Task requirements - How many lines in the records below contain the string "trace", with case counting? Reply with the number alone.

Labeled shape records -
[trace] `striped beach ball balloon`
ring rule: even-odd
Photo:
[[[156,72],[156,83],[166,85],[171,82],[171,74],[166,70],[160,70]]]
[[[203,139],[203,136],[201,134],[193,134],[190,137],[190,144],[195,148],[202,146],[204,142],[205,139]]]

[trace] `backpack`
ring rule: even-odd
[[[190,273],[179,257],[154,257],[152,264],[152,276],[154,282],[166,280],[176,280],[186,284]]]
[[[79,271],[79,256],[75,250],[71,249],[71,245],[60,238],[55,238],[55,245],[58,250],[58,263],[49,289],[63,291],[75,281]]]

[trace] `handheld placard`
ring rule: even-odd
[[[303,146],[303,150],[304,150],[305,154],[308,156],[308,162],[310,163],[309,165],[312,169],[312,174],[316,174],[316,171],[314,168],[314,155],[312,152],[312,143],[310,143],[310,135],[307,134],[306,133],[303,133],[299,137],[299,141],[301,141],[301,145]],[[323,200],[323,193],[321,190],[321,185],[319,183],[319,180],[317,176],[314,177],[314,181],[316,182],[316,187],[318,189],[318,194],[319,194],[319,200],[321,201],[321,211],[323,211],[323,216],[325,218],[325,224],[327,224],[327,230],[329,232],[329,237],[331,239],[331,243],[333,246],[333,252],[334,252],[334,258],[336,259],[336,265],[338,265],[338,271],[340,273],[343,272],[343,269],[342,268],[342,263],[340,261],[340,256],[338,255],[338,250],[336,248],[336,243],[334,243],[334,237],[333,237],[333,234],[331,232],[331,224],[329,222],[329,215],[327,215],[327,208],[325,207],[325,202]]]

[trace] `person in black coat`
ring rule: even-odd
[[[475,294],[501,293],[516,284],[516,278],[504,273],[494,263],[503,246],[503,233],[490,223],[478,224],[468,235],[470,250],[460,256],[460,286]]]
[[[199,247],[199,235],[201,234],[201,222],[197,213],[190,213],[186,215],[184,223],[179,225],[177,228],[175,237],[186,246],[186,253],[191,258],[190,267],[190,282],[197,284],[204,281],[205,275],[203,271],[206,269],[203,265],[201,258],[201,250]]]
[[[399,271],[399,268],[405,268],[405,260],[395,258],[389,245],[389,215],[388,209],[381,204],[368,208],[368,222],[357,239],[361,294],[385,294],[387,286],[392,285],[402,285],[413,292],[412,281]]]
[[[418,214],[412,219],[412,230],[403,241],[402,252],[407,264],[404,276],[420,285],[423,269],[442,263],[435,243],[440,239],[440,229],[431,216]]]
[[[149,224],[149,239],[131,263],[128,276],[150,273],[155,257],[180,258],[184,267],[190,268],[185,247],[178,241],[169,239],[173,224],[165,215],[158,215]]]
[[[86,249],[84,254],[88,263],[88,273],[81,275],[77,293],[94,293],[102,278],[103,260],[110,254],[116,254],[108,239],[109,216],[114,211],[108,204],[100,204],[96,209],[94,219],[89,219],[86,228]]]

Answer to the problem - 4